[[ Records supplied open ]]

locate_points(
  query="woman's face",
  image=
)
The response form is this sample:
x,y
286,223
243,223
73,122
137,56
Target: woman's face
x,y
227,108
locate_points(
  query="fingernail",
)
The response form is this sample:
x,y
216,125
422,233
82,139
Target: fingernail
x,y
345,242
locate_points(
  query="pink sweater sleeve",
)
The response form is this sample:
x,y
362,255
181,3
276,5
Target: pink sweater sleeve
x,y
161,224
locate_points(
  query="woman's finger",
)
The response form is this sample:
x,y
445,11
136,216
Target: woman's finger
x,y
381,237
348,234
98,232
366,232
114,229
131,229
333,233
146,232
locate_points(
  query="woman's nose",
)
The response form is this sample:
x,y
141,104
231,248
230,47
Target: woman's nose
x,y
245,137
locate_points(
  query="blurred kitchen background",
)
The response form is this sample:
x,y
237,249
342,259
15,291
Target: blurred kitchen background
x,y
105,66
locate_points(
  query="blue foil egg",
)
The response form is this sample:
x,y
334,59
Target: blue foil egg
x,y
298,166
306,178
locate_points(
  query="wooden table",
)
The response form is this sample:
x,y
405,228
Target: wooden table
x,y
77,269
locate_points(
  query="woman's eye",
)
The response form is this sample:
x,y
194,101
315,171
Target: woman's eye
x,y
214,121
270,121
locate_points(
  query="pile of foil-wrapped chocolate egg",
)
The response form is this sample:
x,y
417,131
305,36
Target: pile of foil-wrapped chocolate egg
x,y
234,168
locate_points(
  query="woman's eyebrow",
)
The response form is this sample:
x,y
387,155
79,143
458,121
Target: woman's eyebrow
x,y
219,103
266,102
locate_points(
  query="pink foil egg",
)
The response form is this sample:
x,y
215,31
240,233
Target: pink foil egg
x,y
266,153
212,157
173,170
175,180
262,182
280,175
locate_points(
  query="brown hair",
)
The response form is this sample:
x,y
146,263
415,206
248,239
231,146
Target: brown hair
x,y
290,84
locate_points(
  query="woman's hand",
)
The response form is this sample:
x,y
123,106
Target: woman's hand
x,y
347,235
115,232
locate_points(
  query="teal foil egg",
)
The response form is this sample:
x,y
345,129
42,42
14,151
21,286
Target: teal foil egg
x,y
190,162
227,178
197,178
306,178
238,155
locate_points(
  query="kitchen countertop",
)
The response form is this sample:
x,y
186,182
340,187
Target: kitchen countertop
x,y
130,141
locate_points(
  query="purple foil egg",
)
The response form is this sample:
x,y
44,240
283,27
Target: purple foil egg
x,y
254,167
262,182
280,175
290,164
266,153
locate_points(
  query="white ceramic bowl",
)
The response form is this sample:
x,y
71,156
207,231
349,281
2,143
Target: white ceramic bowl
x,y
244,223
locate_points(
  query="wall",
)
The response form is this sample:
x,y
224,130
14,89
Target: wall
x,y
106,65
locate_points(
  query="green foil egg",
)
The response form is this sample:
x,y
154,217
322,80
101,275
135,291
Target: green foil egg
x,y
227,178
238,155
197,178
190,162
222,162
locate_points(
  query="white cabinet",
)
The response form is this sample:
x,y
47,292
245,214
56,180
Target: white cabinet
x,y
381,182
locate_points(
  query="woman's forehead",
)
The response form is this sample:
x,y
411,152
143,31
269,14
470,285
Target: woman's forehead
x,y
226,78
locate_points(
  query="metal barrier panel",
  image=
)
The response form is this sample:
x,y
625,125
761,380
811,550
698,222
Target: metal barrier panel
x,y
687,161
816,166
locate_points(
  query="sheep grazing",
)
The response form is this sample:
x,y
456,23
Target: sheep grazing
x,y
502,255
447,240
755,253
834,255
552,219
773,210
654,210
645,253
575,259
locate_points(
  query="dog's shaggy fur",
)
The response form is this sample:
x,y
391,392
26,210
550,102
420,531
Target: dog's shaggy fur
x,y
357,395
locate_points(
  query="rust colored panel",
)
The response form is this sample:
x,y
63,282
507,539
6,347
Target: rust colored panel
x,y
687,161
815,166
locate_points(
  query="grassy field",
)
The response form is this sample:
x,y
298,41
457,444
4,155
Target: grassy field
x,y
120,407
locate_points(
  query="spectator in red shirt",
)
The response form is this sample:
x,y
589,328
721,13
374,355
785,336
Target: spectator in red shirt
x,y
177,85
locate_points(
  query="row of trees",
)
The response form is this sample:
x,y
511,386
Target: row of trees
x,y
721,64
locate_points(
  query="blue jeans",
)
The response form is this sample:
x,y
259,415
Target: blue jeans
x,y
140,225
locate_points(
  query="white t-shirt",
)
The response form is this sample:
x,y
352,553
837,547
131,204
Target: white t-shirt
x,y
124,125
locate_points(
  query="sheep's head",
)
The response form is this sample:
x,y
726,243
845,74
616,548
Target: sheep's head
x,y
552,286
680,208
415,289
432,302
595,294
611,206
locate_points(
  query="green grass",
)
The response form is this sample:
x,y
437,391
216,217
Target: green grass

[[ Records supplied closed ]]

◆ **Task to complete**: Each record above should be given again exactly as it appears.

◆ **Response area**:
locate_points(
  query="woman's face",
  image=
)
The response form is this sample:
x,y
286,223
243,223
73,122
137,56
Target: woman's face
x,y
227,108
locate_points(
  query="fingernail",
)
The response form is this sample:
x,y
216,125
422,233
82,139
Target: fingernail
x,y
345,242
locate_points(
  query="pink sweater sleeve",
)
The response form is this sample:
x,y
362,255
181,3
276,5
Target: pink sweater sleeve
x,y
161,224
locate_points(
  query="woman's finger",
)
The response form is this sample:
x,y
445,11
136,216
Target: woman's finger
x,y
381,237
348,234
98,232
366,232
114,229
131,229
333,233
146,232
locate_points(
  query="woman's nose",
)
The response form is this sample:
x,y
141,104
231,248
230,47
Target: woman's nose
x,y
245,137
locate_points(
  query="blurred kitchen background",
)
The response form is this sample:
x,y
237,249
342,259
15,291
Target: blurred kitchen background
x,y
105,66
locate_points(
  query="blue foil egg",
)
The response form is this sample:
x,y
334,59
Target: blue foil egg
x,y
298,166
306,178
locate_points(
  query="wooden table",
)
The response form is this sample:
x,y
405,228
Target: wooden table
x,y
77,269
locate_points(
  query="woman's eye",
)
The response form is this sample:
x,y
194,101
315,171
Target: woman's eye
x,y
214,121
270,121
locate_points(
  query="pile of foil-wrapped chocolate egg",
)
The response form is this sample:
x,y
417,131
305,36
Target: pile of foil-wrapped chocolate egg
x,y
234,168
locate_points(
  query="woman's eyebrow",
)
The response form is this sample:
x,y
387,155
79,143
458,121
Target: woman's eyebrow
x,y
219,103
266,102
locate_points(
  query="pink foil egg",
)
The response form is this sample:
x,y
215,31
240,233
Target: pink foil egg
x,y
266,153
212,157
173,170
175,180
262,182
280,175
locate_points(
  query="brown hair",
)
The response form is this sample:
x,y
146,263
415,206
248,239
231,146
Target: brown hair
x,y
290,84
locate_points(
  query="woman's hand",
)
The response form is this sample:
x,y
123,106
Target: woman's hand
x,y
347,235
115,232
locate_points(
  query="teal foil egg",
)
The response form is this sample:
x,y
345,129
42,42
14,151
21,286
Target: teal foil egg
x,y
190,162
227,178
197,178
306,178
238,155
locate_points(
  query="kitchen countertop",
)
The response form is this sample:
x,y
186,182
340,187
Target: kitchen countertop
x,y
130,141
locate_points(
  query="purple foil egg",
)
The response form is this sample:
x,y
44,240
283,27
Target: purple foil egg
x,y
254,167
262,182
280,175
290,164
266,153
locate_points(
  query="white ceramic bowl",
)
The response form is this sample:
x,y
71,156
207,231
349,281
2,143
Target: white ceramic bowl
x,y
244,223
locate_points(
  query="wall",
)
The response form is this sample:
x,y
224,130
14,89
Target: wall
x,y
106,65
locate_points(
  query="green foil egg",
)
The response form is this sample:
x,y
154,217
322,80
101,275
135,291
Target: green foil egg
x,y
227,178
238,155
197,178
190,162
222,162
locate_points(
  query="white cabinet",
)
The response form is this sample:
x,y
47,292
245,214
56,180
Target: white cabinet
x,y
381,182
locate_points(
  query="woman's forehead",
)
The response form is this sample:
x,y
411,152
143,31
269,14
470,285
Target: woman's forehead
x,y
226,78
locate_points(
  query="metal barrier panel",
  image=
)
The response form is this sample:
x,y
625,125
761,380
811,550
698,222
Target: metal barrier panel
x,y
687,161
816,166
locate_points(
  query="sheep grazing",
)
The response form is this sample:
x,y
456,23
Target: sheep grazing
x,y
502,255
447,240
755,253
834,255
552,219
773,210
654,210
645,253
575,259
locate_points(
  query="dog's shaggy fur",
)
The response form is this sample:
x,y
391,392
26,210
550,102
420,531
Target: dog's shaggy fur
x,y
357,395
locate_points(
  query="rust colored panel",
)
The response form is this sample:
x,y
63,282
507,539
6,347
Target: rust colored panel
x,y
687,161
815,166
locate_points(
  query="grassy field",
)
The response form is this sample:
x,y
298,41
457,444
4,155
Target: grassy field
x,y
120,407
locate_points(
  query="spectator in red shirt",
)
The response form is this sample:
x,y
589,328
721,13
374,355
785,336
Target: spectator in red shirt
x,y
177,85
locate_points(
  query="row of trees",
)
The response form is this sample:
x,y
511,386
Target: row of trees
x,y
721,64
locate_points(
  query="blue jeans",
)
The response form is this sample:
x,y
259,415
Target: blue jeans
x,y
140,225
locate_points(
  query="white t-shirt",
)
The response form is this sample:
x,y
352,553
837,547
131,204
Target: white t-shirt
x,y
124,125
locate_points(
  query="sheep's head",
)
The response form is this sample:
x,y
726,243
845,74
616,548
Target: sheep's head
x,y
552,286
680,208
415,289
432,302
595,294
611,206
locate_points(
  query="green grass",
)
The response form is this sample:
x,y
437,391
216,217
Target: green grass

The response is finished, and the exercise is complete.